→ **TASK INPUT**:
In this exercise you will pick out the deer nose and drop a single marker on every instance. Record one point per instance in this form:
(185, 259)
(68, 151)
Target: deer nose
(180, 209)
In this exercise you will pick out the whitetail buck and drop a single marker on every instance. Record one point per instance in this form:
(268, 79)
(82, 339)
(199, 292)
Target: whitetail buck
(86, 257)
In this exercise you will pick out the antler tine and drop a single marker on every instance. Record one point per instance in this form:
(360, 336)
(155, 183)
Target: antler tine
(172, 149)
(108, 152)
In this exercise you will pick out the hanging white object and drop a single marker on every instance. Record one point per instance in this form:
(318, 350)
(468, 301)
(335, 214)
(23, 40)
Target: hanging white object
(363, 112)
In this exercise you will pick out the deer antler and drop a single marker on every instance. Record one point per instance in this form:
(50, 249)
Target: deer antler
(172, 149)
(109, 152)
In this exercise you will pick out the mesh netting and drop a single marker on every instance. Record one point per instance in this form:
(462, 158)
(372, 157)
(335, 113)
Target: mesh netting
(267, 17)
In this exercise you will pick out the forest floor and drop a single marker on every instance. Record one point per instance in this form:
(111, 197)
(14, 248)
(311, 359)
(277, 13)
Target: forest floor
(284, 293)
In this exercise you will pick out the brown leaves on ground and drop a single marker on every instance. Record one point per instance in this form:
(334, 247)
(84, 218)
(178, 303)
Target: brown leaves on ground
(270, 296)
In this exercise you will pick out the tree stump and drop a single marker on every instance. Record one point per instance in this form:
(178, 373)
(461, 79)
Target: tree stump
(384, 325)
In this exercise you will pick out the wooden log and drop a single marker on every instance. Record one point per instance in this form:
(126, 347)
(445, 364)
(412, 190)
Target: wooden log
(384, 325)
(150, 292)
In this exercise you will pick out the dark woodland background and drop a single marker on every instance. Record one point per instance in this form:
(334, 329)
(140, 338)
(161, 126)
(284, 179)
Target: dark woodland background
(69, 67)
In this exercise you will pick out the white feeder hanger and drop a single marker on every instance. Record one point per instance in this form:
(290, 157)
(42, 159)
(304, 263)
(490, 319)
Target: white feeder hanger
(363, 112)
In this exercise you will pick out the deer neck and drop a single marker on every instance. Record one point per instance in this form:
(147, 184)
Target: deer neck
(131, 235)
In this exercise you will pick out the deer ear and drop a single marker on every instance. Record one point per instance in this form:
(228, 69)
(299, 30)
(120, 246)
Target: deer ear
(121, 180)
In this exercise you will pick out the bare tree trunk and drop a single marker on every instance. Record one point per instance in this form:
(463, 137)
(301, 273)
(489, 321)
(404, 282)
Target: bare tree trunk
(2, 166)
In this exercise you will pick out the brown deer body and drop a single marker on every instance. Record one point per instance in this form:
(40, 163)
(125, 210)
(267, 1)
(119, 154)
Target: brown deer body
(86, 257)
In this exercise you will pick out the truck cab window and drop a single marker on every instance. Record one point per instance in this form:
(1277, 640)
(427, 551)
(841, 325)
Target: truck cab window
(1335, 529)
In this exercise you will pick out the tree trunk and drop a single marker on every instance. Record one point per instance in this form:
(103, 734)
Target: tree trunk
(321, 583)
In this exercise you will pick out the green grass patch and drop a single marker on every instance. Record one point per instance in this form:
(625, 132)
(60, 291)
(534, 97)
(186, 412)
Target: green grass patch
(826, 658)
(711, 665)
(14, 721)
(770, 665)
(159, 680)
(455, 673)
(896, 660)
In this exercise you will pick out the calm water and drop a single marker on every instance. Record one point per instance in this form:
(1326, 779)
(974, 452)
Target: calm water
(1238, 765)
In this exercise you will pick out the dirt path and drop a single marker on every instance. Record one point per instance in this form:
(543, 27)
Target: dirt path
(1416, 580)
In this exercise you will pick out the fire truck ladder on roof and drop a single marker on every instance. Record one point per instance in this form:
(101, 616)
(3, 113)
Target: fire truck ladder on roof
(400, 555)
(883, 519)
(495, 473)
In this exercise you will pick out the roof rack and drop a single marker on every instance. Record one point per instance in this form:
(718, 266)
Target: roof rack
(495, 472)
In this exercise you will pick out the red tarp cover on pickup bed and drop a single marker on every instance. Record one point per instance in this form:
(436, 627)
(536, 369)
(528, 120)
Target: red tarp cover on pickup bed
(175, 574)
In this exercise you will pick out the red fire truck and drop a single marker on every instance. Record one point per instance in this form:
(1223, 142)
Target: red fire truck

→ **YOUR INSTRUCTIONS**: What's needed is a word-for-word restatement of all the entries.

→ **OUTPUT OF THE EXERCISE**:
In this exercise you will pick out the deer nose and drop a single marker on every instance. Record one point per instance in this form:
(185, 259)
(68, 151)
Target: deer nose
(180, 209)
In this exercise you will pick out the whitetail buck and drop a single marker on every instance. Record one point per instance in this form:
(268, 79)
(82, 339)
(199, 292)
Target: whitetail buck
(86, 257)
In this exercise you will pick out the antler tine and drop a single marker on every instance. Record one point per instance in this form:
(360, 336)
(155, 183)
Target: antler tine
(172, 149)
(108, 152)
In this exercise you will pick out the hanging white object and drop a single marker on every instance. Record one point per instance in this form:
(318, 350)
(468, 301)
(335, 214)
(23, 40)
Target: hanging white object
(363, 112)
In this exercise you will pick out the deer antler and drop a single marker on every instance. Record one point per instance in this form:
(50, 249)
Target: deer antler
(172, 149)
(109, 152)
In this exercise you will pick out the mesh netting and drop a single marker on every instance. Record one point per instance in this form:
(462, 158)
(372, 157)
(335, 113)
Target: mesh netting
(267, 17)
In this exercise you will pick out the forest floor and drop a single marker on every instance. Record one point per instance in this form:
(111, 197)
(14, 248)
(311, 359)
(277, 13)
Target: forest floor
(284, 293)
In this exercise you will pick out the brown leaves on ground and drop a single marker on every instance. Record one point per instance in this form:
(334, 247)
(84, 218)
(178, 303)
Target: brown leaves on ground
(270, 296)
In this exercise you will pick out the tree stump and drop a single marker on every instance. Record one point per instance in this form:
(178, 373)
(461, 79)
Target: tree stump
(384, 325)
In this exercise you will pick out the wooden log and drop a single marker on every instance. Record one point per instance in this form:
(126, 347)
(445, 364)
(412, 190)
Target: wooden log
(384, 325)
(150, 292)
In this exercise you will pick out the dark woodland background and drop a single marker on every instance. Record one point per instance in this form:
(334, 329)
(140, 338)
(161, 126)
(284, 179)
Target: dark woodland background
(69, 67)
In this exercise you will pick out the white feeder hanger and drop a single marker on every instance. Record one point per instance in this form:
(290, 157)
(42, 159)
(304, 263)
(490, 319)
Target: white feeder hanger
(363, 112)
In this exercise you will pick out the deer neck and drop a single marker on every instance. Record one point per instance in this form:
(147, 184)
Target: deer neck
(131, 235)
In this exercise you will pick out the deer ear and drop a single marker on every instance. Record one point per instance in this form:
(228, 69)
(299, 30)
(120, 246)
Target: deer ear
(121, 180)
In this exercise you will pick out the bare tree trunk and drop a single marker on every instance. Record one point per instance in this form:
(463, 137)
(301, 273)
(489, 321)
(404, 282)
Target: bare tree trunk
(2, 166)
In this exercise you will pick out the brown deer body and drop a single marker on every instance. Record one point per instance in this form:
(40, 163)
(125, 210)
(267, 1)
(119, 154)
Target: brown deer body
(86, 257)
In this exercise you will pick out the truck cab window and drop a single marker on every instance. Record one point per instance in this form:
(1277, 640)
(427, 551)
(841, 325)
Target: truck cab window
(1335, 529)
In this exercise you will pick out the tree trunk and drop a single marker on every instance. Record one point per instance in this form:
(103, 734)
Target: tree trunk
(321, 583)
In this exercise you will pick out the green grass patch and drop a single marker on every instance. Record one point per instance in this form:
(625, 132)
(60, 291)
(534, 97)
(186, 412)
Target: green grass patch
(826, 658)
(711, 665)
(14, 721)
(770, 665)
(159, 680)
(455, 673)
(896, 660)
In this exercise you will pick out the calm water and drop a single marker on every instance. Record one point per instance in this form:
(1326, 779)
(974, 452)
Target: calm water
(1238, 765)
In this exercise you will pick out the dirt path and drop a single marker on every instance. Record one point per instance in this form:
(543, 27)
Target: dirt path
(1416, 580)
In this exercise you will pick out the fire truck ladder on roof and drop a single marker on every instance. Record one point per instance in this form:
(101, 616)
(3, 113)
Target: fire truck ladder on roof
(400, 555)
(883, 519)
(495, 473)
In this exercise you will pick out the roof rack and drop a single marker on every instance. Record one point per instance in this form:
(718, 266)
Target: roof rack
(495, 472)
In this exercise you will pick out the red tarp cover on pickup bed and drop a single marker on every instance. Record one point per instance in this form:
(436, 627)
(536, 369)
(528, 120)
Target: red tarp cover on pickup bed
(175, 574)
In this exercise you will pick out the red fire truck and drop a single marker on every instance. Record one point per instance in this form:
(1223, 142)
Target: red fire truck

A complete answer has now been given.